Exercise objective:
Rescale all of the material below by multiplying each point coordinate by 0.65 and rounding to a whole number, with halves going up, and keep every other line word for word. Leave the pictures out.

Given data:

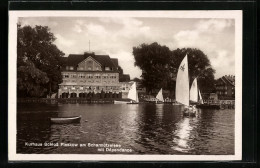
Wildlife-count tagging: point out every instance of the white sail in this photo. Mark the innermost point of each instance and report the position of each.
(182, 83)
(132, 94)
(160, 96)
(194, 91)
(200, 98)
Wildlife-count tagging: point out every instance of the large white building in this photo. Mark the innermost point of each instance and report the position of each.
(88, 75)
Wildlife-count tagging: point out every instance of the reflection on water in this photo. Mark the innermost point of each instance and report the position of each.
(183, 134)
(144, 128)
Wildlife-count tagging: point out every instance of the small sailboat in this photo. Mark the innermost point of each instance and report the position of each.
(200, 98)
(159, 97)
(194, 91)
(132, 94)
(182, 88)
(195, 95)
(65, 120)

Answer to this problem:
Wildlife-count tagging: point out every instance of the white sail in this photo. Mark the innermost point of each instance and report the position of each.
(118, 54)
(86, 61)
(104, 62)
(126, 59)
(130, 64)
Wildlife-count tagging: point out every instance of the large white building in this photo. Mark the innermost point of each instance and report the position of each.
(57, 49)
Wildlife-count tagging: point out every instance of the reflection on water in this photo. Mark the innermost point of each instance and report the position of each.
(119, 87)
(94, 83)
Wildlife-count tagging: point out every instance of the small sailboat in this photo. Mark the innermost point of each instance and report the position of each.
(130, 64)
(103, 63)
(126, 59)
(86, 61)
(118, 57)
(127, 62)
(42, 78)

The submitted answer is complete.